Document text ->
It was 1990. It was the year South Africa finally started the move to democracy. It was a year where the military folk at Natal Command, known as Hotel Command, where I served the bulk of my time, quite appreciated that they had in their midst, as one colonel put it, “someone who thinks like the enemy”. What could have been a problem became an asset.

It was also the year that Natal won the Currie Cup for the first time. How can I list that moment alongside the macro and micro, the wider and more personal experiences of that year? Well, if you lived through that time and remember the background to Natal’s first ever success, and in their Centenary Year to boot, there was a link.

JAMIESON’S RAIDERS WERE A DEPARTURE FROM THE NORM

For having a team captained by an English-speaking law graduate from Maritzburg with an unruly mop of hair named Craig Jamieson was a massive departure from the norm. Free State and Transvaal occasionally challenged, but the trophy was generally hogged by two teams - Northern Transvaal and Western Province. It was a time when players like Jamieson were considered outliers and outsiders.

General Bantu Holimisa, then the leader in the old Transkei, picked up on that. I can well recall him being interviewed by the old Capital Radio 604 in the days after the 1990 final, where Natal beat Naas Botha’s Northern Transvaal 18-12, and lauding Natal for forwarding the cause of the underdog, the down-trodden, the excluded.

The culture of Natal rugby, now the Sharks, has changed since those days. Success has ushered in a new attitude, a different vibe. A changed perspective. Back then, three decades ago, they were rank underdogs. Former Natal captain Tommy Bedford dubbed Natal the Last Outpost of the British Empire, and for some players that’s how it felt.

Supplied entries ->
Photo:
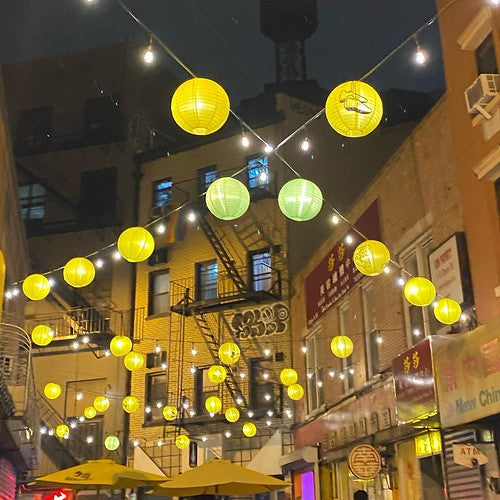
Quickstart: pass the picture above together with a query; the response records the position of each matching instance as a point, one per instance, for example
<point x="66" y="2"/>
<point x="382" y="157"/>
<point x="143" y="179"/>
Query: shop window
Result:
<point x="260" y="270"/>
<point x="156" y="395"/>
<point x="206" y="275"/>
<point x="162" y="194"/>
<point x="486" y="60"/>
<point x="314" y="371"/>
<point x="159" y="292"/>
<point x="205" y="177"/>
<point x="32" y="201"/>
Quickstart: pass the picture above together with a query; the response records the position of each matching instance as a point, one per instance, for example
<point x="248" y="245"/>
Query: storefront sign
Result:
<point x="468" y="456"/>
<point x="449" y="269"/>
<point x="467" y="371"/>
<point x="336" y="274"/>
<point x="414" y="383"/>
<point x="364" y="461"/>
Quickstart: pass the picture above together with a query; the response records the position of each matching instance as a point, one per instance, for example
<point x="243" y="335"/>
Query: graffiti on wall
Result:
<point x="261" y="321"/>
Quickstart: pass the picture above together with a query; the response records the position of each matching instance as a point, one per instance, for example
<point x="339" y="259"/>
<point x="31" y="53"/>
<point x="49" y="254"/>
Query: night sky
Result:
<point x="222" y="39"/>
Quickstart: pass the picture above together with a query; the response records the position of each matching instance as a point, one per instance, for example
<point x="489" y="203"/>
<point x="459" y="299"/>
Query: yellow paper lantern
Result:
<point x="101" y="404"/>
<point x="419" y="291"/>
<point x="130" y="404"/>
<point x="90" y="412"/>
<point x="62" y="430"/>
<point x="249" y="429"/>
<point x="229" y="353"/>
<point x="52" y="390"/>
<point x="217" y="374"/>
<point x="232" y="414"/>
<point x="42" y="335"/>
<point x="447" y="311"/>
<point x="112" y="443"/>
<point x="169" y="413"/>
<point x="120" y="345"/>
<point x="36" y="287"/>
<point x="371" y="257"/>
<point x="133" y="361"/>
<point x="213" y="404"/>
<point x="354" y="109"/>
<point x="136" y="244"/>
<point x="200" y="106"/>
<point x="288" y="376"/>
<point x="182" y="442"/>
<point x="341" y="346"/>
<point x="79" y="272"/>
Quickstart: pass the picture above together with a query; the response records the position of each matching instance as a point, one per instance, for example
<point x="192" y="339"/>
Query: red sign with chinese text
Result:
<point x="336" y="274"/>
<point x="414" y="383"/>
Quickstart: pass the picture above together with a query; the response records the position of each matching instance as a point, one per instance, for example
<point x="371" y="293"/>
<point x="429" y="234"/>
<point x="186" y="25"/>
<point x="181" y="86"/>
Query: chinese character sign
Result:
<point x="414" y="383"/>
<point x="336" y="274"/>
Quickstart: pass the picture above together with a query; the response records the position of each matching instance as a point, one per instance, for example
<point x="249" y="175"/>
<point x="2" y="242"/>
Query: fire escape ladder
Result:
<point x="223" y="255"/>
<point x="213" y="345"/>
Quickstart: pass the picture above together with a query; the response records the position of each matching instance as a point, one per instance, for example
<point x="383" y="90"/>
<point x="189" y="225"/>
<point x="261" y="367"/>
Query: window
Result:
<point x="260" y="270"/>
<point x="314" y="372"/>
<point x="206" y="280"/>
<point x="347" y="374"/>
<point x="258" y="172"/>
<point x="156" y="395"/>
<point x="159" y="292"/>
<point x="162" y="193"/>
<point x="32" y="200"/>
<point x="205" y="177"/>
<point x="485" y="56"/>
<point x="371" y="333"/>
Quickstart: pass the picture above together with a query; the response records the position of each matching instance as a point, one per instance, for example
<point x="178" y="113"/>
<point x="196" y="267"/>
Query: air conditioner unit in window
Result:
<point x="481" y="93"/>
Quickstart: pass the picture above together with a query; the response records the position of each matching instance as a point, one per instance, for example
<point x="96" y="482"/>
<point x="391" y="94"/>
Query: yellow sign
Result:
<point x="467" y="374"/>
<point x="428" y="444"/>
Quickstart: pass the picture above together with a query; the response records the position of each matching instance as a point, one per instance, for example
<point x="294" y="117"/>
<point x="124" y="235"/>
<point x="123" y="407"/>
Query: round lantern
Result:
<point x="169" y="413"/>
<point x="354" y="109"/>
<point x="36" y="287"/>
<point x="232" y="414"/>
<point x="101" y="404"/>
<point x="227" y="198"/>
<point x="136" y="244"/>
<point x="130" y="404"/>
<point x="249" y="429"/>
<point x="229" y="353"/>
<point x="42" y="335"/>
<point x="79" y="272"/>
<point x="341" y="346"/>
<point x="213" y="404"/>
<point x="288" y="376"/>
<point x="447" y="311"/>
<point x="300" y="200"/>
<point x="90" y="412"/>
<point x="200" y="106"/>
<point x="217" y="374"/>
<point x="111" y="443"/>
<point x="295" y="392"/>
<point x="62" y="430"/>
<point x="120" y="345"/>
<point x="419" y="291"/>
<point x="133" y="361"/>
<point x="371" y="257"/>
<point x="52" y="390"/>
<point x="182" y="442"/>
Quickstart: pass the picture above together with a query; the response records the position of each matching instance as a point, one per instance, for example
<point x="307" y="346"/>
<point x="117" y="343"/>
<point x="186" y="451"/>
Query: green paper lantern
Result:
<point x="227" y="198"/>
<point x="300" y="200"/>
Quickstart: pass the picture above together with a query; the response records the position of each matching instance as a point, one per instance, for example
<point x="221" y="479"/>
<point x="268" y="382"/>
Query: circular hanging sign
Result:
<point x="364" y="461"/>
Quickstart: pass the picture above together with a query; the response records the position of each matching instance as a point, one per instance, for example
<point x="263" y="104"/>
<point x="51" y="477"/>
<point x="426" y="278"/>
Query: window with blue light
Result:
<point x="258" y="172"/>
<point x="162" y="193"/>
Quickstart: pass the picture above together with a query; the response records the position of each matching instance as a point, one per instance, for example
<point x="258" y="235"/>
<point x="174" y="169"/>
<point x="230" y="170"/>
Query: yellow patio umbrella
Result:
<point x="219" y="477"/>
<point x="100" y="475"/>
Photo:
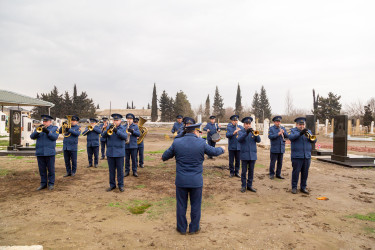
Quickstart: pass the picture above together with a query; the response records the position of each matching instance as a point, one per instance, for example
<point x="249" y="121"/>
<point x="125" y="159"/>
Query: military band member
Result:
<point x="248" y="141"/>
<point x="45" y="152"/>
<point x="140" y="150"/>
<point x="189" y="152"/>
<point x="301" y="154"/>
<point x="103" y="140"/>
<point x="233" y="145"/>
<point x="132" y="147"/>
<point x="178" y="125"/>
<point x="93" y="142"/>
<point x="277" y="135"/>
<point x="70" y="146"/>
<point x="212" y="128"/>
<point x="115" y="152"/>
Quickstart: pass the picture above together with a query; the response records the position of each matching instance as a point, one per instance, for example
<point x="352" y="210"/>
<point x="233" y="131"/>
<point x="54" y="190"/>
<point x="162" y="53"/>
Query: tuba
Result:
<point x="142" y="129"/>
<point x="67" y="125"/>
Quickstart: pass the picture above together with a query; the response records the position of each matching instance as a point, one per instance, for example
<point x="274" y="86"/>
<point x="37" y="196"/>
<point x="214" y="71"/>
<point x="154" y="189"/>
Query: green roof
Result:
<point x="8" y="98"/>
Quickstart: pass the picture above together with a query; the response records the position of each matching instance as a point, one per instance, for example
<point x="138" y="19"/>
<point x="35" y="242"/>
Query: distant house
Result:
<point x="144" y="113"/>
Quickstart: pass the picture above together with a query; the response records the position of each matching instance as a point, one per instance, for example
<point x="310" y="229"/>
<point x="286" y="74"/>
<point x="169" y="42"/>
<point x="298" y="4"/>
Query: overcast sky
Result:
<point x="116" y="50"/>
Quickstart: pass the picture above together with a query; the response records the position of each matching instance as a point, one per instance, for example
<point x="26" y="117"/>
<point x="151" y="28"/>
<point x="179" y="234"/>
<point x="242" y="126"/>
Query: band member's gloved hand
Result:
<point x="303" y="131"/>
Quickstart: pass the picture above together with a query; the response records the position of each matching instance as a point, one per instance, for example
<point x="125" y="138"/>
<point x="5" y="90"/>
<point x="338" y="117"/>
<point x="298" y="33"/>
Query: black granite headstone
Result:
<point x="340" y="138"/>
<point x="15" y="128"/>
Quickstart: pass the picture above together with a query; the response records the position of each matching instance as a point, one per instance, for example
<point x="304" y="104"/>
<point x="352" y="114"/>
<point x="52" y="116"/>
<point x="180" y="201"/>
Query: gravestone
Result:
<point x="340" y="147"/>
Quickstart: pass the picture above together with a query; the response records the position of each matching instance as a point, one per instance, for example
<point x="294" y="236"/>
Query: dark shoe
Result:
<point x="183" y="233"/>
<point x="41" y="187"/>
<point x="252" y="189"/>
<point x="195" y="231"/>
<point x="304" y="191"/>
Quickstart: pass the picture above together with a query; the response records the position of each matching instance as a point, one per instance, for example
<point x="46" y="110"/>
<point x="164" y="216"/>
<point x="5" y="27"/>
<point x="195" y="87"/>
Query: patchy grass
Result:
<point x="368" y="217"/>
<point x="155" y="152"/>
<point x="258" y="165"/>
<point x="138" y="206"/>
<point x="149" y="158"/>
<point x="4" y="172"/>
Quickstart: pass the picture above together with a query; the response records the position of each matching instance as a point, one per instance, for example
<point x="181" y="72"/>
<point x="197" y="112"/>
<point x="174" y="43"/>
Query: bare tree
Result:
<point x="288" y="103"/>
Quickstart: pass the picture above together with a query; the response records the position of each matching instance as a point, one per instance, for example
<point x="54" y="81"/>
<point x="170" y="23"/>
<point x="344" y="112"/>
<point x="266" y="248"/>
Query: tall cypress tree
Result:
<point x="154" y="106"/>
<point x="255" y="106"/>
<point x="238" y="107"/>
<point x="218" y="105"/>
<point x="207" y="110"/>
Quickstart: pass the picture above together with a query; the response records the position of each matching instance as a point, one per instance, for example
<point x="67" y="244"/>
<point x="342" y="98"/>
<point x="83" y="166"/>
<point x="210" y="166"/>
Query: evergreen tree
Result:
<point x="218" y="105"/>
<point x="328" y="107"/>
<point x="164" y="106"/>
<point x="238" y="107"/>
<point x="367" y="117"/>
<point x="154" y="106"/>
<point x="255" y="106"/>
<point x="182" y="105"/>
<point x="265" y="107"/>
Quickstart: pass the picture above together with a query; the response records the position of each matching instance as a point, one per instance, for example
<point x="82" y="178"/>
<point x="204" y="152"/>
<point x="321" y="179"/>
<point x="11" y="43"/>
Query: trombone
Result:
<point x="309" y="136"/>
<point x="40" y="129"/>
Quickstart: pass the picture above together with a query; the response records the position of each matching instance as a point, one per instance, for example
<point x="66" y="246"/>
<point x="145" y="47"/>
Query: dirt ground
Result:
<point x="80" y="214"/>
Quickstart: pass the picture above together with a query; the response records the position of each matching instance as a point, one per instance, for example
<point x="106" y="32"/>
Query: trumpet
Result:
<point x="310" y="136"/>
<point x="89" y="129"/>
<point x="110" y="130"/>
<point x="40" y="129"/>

Exercise task -> In the text on Natal's 1990 Currie Cup win, what was the score in the final against Northern Transvaal?

Result of this exercise -> Natal won 18-12.